The present article considers the conceptual and theoretical issues that have (re)emerged in postcolonial discourse during the past decade and explores how literature can define possible strategies of reading, interpretation, and method for the postcolonial critic. It first establishes a framework for the general, but still relevant question of East-West relations before proceeding to the specific dyad constituted by France and Algeria. It then considers three texts by the Algerian writer Assia Djebar in order to sketch a preliminary response to the argument over the divide between politics and culture, or more precisely, over the inherent "politicity" or "apoliticity" of culture. This essay argues that the postulate that nothing in culture renders it naturally or tendentially political should not lead us to derive the radical apoliticity of culture as a logical consequence. The corollary that culture is empty of any political (understood in the sense of liberatory or emancipatory) possibility or potential for engagement merits greater critical attention.

- **EXTRACTED MATERIAL**
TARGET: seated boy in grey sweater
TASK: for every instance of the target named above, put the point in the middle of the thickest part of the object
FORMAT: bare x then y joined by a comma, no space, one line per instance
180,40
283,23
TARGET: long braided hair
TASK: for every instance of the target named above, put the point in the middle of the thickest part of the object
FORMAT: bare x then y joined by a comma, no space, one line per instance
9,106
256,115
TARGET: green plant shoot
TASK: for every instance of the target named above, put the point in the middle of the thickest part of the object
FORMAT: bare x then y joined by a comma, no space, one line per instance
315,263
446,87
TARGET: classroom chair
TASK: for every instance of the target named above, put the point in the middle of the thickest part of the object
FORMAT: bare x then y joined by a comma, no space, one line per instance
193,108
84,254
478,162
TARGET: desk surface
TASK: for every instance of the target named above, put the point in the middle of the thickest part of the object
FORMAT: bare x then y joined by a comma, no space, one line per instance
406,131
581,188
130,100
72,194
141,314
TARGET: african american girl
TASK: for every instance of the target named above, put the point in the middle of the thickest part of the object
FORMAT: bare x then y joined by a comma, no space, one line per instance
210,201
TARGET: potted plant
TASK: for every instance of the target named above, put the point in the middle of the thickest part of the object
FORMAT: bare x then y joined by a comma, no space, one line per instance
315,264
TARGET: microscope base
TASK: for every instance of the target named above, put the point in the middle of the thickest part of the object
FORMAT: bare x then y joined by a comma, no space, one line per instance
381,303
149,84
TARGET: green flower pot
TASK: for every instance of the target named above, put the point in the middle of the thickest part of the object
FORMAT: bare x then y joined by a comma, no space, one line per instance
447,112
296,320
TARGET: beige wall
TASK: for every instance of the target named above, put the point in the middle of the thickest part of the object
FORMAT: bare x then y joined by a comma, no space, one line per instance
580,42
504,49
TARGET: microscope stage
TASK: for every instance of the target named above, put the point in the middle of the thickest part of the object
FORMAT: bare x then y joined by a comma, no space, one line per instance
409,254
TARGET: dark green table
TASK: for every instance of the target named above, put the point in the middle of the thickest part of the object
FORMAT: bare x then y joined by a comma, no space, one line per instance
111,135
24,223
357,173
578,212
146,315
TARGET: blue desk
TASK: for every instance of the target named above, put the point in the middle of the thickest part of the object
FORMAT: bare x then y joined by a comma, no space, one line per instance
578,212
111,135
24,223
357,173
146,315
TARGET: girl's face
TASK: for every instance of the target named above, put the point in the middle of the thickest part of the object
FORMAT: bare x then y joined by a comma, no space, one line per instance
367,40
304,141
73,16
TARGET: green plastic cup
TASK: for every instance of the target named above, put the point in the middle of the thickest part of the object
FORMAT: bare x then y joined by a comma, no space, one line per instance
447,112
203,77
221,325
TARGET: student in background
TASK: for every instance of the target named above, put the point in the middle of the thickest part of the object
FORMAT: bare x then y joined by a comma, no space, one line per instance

- **WHAT IS NEEDED**
Copy out the entire passage on postcolonial criticism and the politics of culture word for word. This material has no connection to the text.

- **COMPLETE OUTPUT**
The present article considers the conceptual and theoretical issues that have (re)emerged in postcolonial discourse during the past decade and explores how literature can define possible strategies of reading, interpretation, and method for the postcolonial critic. It first establishes a framework for the general, but still relevant question of East-West relations before proceeding to the specific dyad constituted by France and Algeria. It then considers three texts by the Algerian writer Assia Djebar in order to sketch a preliminary response to the argument over the divide between politics and culture, or more precisely, over the inherent "politicity" or "apoliticity" of culture. This essay argues that the postulate that nothing in culture renders it naturally or tendentially political should not lead us to derive the radical apoliticity of culture as a logical consequence. The corollary that culture is empty of any political (understood in the sense of liberatory or emancipatory) possibility or potential for engagement merits greater critical attention.